- [TÂCHES ET EXERCICES]:
• 1. Selon l'extrait sur la Ligue belge d'improvisation, quel jour, à quelle heure et dans quelle salle démarre la saison 2020 de la ligue d'impro ?
• 2. Reproduisez le passage de l'extrait sur la Ligue belge d'improvisation qui commence par « Paru dans JV29, février » et se termine par « théâtral et sportif. ».

- [EXTRAIT DE TEXTE]:

________

Janvier - avril : la Ligue belge d'improvisation

Paru dans JV29, février 2012 | Texte : Marie Delloye, Photos : E. Scagnetti, C. Sampermans, A. Van Lathem

EDIT : C'est le dimanche 19 janvier à 20h que démarre la saison 2020 de la ligue d'impro au Cirque Royal. https://ligueimpro.be/#la-saison 

Les matchs d'impro au théatre Marni, un spectacle à la fois théâtral et sportif.

________

- [INFORMATIONS EXTRAITES]:

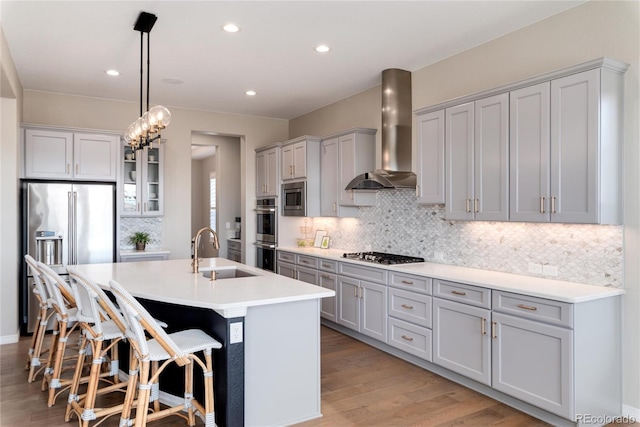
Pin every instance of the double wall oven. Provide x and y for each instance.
(266, 233)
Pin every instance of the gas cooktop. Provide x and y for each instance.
(381, 257)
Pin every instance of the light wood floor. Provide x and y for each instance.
(361, 386)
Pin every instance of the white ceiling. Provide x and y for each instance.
(66, 47)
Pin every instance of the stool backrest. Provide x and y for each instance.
(94, 305)
(139, 320)
(60, 295)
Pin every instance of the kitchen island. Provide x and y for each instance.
(268, 371)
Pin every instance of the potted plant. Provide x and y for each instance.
(140, 239)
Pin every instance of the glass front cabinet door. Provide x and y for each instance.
(142, 181)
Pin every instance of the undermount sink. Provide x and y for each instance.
(226, 273)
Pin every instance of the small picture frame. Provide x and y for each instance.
(318, 240)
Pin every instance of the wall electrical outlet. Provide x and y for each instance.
(235, 332)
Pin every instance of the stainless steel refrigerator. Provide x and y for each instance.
(63, 224)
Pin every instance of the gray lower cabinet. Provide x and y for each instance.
(362, 306)
(286, 269)
(460, 339)
(533, 361)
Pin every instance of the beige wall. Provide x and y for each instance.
(10, 116)
(90, 113)
(589, 31)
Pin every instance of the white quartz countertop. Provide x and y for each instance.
(526, 285)
(173, 282)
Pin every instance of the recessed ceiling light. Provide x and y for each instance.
(231, 28)
(172, 81)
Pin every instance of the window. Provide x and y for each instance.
(212, 200)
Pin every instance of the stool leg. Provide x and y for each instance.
(72, 401)
(132, 384)
(209, 416)
(143, 394)
(53, 346)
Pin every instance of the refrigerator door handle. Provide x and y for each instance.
(75, 228)
(70, 230)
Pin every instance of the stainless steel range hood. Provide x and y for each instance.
(396, 137)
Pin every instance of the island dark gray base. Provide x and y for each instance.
(228, 361)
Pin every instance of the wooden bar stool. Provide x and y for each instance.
(64, 305)
(179, 347)
(35, 355)
(102, 327)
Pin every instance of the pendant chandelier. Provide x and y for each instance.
(146, 129)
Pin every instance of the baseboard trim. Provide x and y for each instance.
(10, 339)
(629, 411)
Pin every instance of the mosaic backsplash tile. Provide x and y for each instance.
(397, 224)
(151, 225)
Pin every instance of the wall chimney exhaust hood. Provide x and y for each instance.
(396, 137)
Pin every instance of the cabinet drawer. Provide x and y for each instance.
(307, 261)
(410, 282)
(327, 265)
(472, 295)
(410, 306)
(287, 257)
(411, 338)
(308, 275)
(544, 310)
(363, 273)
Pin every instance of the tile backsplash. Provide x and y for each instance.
(397, 224)
(129, 225)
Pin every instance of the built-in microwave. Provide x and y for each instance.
(294, 196)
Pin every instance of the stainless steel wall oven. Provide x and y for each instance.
(266, 234)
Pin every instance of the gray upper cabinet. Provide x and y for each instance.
(477, 177)
(55, 154)
(546, 149)
(343, 156)
(267, 178)
(566, 149)
(529, 152)
(430, 158)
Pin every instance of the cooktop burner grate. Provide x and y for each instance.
(382, 258)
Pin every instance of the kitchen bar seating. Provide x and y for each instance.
(102, 325)
(63, 302)
(179, 347)
(45, 311)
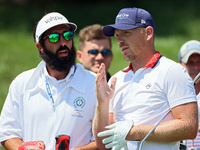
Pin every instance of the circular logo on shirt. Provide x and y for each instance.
(79, 102)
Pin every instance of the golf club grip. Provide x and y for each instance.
(197, 79)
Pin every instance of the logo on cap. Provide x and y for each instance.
(53, 18)
(143, 21)
(122, 16)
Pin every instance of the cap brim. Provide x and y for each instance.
(186, 57)
(109, 30)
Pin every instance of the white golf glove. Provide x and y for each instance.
(117, 134)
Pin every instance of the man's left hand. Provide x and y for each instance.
(117, 134)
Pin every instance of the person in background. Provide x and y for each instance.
(189, 57)
(94, 48)
(53, 103)
(151, 104)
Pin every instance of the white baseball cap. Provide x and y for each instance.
(50, 20)
(187, 49)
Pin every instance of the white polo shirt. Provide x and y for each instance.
(146, 96)
(28, 112)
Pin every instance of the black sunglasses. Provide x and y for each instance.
(104, 52)
(54, 37)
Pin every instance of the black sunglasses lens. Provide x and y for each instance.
(106, 52)
(93, 52)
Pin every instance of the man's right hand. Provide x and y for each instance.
(32, 145)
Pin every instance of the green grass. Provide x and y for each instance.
(176, 22)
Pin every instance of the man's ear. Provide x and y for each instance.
(39, 46)
(79, 55)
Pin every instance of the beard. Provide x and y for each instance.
(62, 64)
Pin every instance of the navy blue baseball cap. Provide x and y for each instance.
(130, 18)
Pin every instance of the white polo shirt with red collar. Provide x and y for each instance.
(148, 94)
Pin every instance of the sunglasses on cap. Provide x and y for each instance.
(54, 37)
(104, 52)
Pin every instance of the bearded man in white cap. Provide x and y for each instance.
(189, 57)
(53, 103)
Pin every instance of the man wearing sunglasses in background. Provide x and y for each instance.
(53, 104)
(95, 48)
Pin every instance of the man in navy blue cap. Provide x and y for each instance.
(151, 104)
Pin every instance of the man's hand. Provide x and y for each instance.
(32, 145)
(117, 134)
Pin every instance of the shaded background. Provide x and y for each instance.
(171, 17)
(176, 22)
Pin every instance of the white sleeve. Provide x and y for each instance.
(10, 126)
(179, 86)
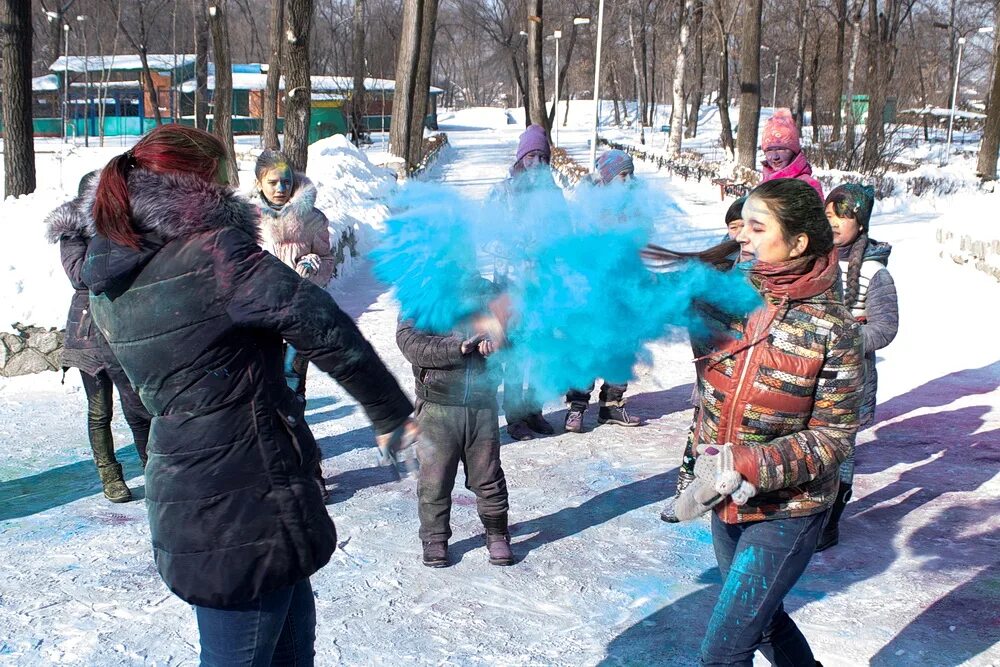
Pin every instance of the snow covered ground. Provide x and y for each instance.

________

- [LES RÉPONSES]:
• 1. Le dimanche 19 janvier à 20h, au Cirque Royal.

• 2.
Paru dans JV29, février 2012 | Texte : Marie Delloye, Photos : E. Scagnetti, C. Sampermans, A. Van Lathem

EDIT : C'est le dimanche 19 janvier à 20h que démarre la saison 2020 de la ligue d'impro au Cirque Royal. https://ligueimpro.be/#la-saison 

Les matchs d'impro au théatre Marni, un spectacle à la fois théâtral et sportif.